(SOURCE EXTRACT Opens)
Kahinjar is a village in Sareni block of Rae Bareli district, Uttar Pradesh, India. It is located 20 km from Lalganj, the tehsil headquarters. Kahinjar historically served as the headquarters of a mahal since at least the time of Akbar, before being merged into the pargana of Sareni under the Nawabs of Awadh. As of 2011, Kahinjar has a population of 2,099 people, in 354 households. It has one primary school and no healthcare facilities. It belongs to the nyaya panchayat of Rasulpur.

==History==
Kahinjar is the Kahanjara mentioned in the late-16th-century Ain-i-Akbari as one of the mahals in the sarkar of Lucknow. It was held by the Bais Rajputs and paid a revenue of 818,472 dams to the imperial treasury and supplied the Mughal army with a force of 2,000 infantry and 100 cavalry. It was later merged with three other mahals to form the pargana of Sareni under the Nawabs of Awadh.

The 1951 census recorded Kahinjar as comprising 5 hamlets, with a total population of 727 people (392 male and 335 female), in 136 households and 119 physical houses. The area of the village was given as 570 acres. 35 residents were literate, all male. The village was listed as belonging to the pargana of Sareni and the thana of Sareni.
(SOURCE EXTRACT Closes)
(DATA SUPPLIED Opens)
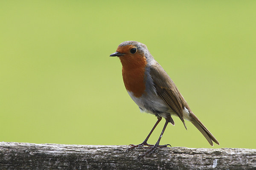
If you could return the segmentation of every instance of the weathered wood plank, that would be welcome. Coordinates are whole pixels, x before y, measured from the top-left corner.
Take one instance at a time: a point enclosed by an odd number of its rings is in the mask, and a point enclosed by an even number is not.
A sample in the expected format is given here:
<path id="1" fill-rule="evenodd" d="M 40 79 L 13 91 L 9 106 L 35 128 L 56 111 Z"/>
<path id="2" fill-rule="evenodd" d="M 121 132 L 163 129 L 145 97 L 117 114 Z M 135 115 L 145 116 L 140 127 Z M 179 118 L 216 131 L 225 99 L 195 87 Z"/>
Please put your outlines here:
<path id="1" fill-rule="evenodd" d="M 256 149 L 146 147 L 0 142 L 1 170 L 256 169 Z"/>

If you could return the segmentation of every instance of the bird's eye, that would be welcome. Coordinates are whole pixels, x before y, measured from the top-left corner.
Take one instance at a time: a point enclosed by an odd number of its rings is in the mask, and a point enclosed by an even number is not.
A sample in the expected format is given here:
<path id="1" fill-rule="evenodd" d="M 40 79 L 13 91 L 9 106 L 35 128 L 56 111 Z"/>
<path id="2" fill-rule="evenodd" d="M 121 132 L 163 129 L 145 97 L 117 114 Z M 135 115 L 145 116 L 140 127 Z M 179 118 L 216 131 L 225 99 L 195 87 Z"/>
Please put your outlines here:
<path id="1" fill-rule="evenodd" d="M 134 54 L 137 51 L 137 49 L 135 48 L 131 48 L 130 50 L 130 52 L 131 52 L 131 54 Z"/>

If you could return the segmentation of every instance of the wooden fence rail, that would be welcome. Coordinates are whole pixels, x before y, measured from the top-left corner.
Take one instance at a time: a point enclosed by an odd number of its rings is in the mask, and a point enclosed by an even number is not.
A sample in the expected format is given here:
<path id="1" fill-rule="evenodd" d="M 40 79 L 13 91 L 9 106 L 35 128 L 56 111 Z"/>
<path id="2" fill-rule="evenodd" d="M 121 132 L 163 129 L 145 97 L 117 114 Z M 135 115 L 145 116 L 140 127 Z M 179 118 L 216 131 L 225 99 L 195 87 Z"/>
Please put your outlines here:
<path id="1" fill-rule="evenodd" d="M 0 142 L 0 170 L 256 170 L 256 149 Z"/>

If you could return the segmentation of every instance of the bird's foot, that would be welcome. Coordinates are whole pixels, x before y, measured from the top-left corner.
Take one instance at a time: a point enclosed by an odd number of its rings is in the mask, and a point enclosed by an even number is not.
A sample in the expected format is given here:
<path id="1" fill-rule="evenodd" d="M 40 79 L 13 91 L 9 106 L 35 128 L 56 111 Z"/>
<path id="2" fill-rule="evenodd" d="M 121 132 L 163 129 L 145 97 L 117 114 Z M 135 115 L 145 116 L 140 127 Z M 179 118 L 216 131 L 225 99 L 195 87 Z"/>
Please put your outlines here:
<path id="1" fill-rule="evenodd" d="M 140 144 L 139 144 L 135 145 L 135 144 L 130 144 L 129 145 L 129 146 L 130 146 L 131 147 L 130 147 L 129 148 L 127 149 L 125 151 L 125 152 L 128 152 L 131 150 L 132 150 L 133 149 L 134 149 L 135 147 L 137 147 L 138 148 L 140 148 L 143 147 L 144 146 L 148 146 L 149 147 L 152 147 L 152 146 L 154 146 L 154 144 L 148 144 L 147 143 L 147 141 L 144 141 L 143 142 L 142 142 Z"/>
<path id="2" fill-rule="evenodd" d="M 150 147 L 150 148 L 146 152 L 144 153 L 143 154 L 138 156 L 137 159 L 138 159 L 138 160 L 139 160 L 139 159 L 141 159 L 141 158 L 143 158 L 146 155 L 151 154 L 155 151 L 155 150 L 157 149 L 157 148 L 158 147 L 167 147 L 167 146 L 170 146 L 171 147 L 172 147 L 172 146 L 171 146 L 171 145 L 170 144 L 164 144 L 163 145 L 160 145 L 159 144 L 158 144 L 158 143 L 157 143 L 154 145 L 152 145 L 152 146 L 149 147 Z"/>

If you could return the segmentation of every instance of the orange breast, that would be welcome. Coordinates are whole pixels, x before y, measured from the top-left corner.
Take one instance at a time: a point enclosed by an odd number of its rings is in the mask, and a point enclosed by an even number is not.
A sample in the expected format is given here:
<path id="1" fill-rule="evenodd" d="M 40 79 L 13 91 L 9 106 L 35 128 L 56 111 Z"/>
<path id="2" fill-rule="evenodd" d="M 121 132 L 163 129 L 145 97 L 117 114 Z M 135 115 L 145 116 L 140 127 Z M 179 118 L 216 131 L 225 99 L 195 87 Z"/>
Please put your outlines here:
<path id="1" fill-rule="evenodd" d="M 119 57 L 122 65 L 122 73 L 126 90 L 139 97 L 145 92 L 145 68 L 147 64 L 145 57 L 140 54 Z"/>

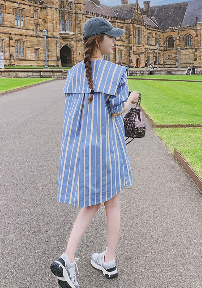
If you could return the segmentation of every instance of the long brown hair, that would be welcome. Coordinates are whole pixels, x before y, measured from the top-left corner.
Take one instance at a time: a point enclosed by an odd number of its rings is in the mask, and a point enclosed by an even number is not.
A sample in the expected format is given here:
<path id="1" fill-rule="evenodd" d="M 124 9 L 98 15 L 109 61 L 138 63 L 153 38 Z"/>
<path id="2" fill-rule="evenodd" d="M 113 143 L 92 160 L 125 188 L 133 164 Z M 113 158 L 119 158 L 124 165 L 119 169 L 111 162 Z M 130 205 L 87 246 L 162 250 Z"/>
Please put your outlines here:
<path id="1" fill-rule="evenodd" d="M 93 101 L 94 92 L 93 90 L 93 75 L 92 73 L 92 66 L 90 58 L 92 56 L 94 48 L 97 46 L 97 50 L 98 48 L 98 45 L 103 40 L 104 36 L 104 33 L 91 36 L 84 40 L 84 63 L 85 64 L 86 77 L 88 79 L 88 83 L 90 89 L 91 90 L 91 96 L 87 99 L 88 104 L 89 104 Z M 98 44 L 96 44 L 96 39 L 98 41 Z"/>

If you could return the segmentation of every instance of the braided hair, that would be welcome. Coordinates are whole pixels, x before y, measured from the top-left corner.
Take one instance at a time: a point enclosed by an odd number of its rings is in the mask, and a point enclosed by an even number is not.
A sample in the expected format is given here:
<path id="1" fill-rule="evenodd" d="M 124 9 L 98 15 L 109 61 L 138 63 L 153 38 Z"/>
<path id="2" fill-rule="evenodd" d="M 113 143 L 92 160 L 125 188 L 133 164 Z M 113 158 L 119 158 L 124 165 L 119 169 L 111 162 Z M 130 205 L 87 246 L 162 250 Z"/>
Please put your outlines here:
<path id="1" fill-rule="evenodd" d="M 92 56 L 93 50 L 97 46 L 97 50 L 99 43 L 103 40 L 104 34 L 102 33 L 91 36 L 84 40 L 84 63 L 85 65 L 86 74 L 88 79 L 88 83 L 91 90 L 91 96 L 87 99 L 88 104 L 89 104 L 93 101 L 94 91 L 93 83 L 93 75 L 92 73 L 92 66 L 91 57 Z M 96 44 L 96 39 L 97 39 L 97 44 Z"/>

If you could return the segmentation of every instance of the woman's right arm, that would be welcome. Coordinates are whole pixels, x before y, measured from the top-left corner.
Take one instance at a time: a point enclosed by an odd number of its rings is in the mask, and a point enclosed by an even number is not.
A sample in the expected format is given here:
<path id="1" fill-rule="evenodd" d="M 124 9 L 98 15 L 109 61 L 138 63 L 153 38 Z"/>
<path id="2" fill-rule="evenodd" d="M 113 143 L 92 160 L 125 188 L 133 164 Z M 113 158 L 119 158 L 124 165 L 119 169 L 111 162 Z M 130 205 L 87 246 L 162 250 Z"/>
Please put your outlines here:
<path id="1" fill-rule="evenodd" d="M 136 91 L 133 91 L 130 94 L 127 101 L 124 102 L 124 107 L 122 111 L 119 113 L 113 113 L 113 115 L 114 116 L 116 116 L 122 114 L 127 110 L 131 103 L 133 104 L 136 103 L 140 95 Z"/>

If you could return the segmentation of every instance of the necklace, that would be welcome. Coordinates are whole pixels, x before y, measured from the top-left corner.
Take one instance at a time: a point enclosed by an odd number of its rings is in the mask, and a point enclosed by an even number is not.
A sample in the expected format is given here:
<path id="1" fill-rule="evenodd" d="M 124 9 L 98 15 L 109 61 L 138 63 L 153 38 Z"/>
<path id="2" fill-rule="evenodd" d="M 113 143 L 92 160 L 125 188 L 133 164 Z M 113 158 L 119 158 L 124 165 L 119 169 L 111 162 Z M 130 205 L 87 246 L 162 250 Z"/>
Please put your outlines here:
<path id="1" fill-rule="evenodd" d="M 90 58 L 101 58 L 101 59 L 102 59 L 103 60 L 103 58 L 102 58 L 102 57 L 100 57 L 99 56 L 92 56 Z"/>

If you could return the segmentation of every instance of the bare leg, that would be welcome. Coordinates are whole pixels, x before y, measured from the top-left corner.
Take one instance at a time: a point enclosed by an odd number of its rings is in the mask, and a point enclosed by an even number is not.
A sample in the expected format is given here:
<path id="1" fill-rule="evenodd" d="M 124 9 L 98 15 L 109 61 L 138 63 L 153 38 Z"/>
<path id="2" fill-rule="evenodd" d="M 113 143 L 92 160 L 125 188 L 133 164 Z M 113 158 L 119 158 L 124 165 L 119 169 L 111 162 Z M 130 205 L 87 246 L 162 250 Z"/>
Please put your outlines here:
<path id="1" fill-rule="evenodd" d="M 65 251 L 71 263 L 74 262 L 74 253 L 78 242 L 101 204 L 84 207 L 81 209 L 76 219 L 69 239 Z"/>
<path id="2" fill-rule="evenodd" d="M 107 251 L 104 256 L 107 263 L 114 259 L 120 227 L 120 212 L 119 194 L 104 203 L 106 214 Z"/>

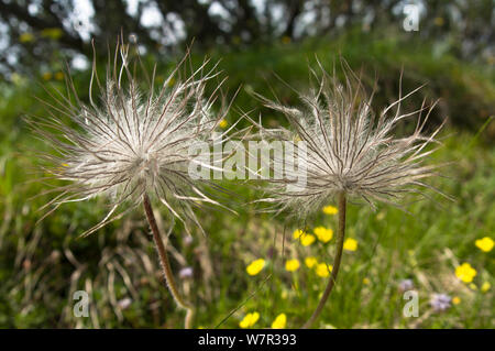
(DATA SUPPLIED Closes)
### REQUIRED ACTION
Reproduce everything in the Kahinjar text from "The 1951 census" down to "thana of Sareni.". The lines after the Kahinjar text are separate material.

### RESPONSE TO THE TASK
The 1951 census recorded Kahinjar as comprising 5 hamlets, with a total population of 727 people (392 male and 335 female), in 136 households and 119 physical houses. The area of the village was given as 570 acres. 35 residents were literate, all male. The village was listed as belonging to the pargana of Sareni and the thana of Sareni.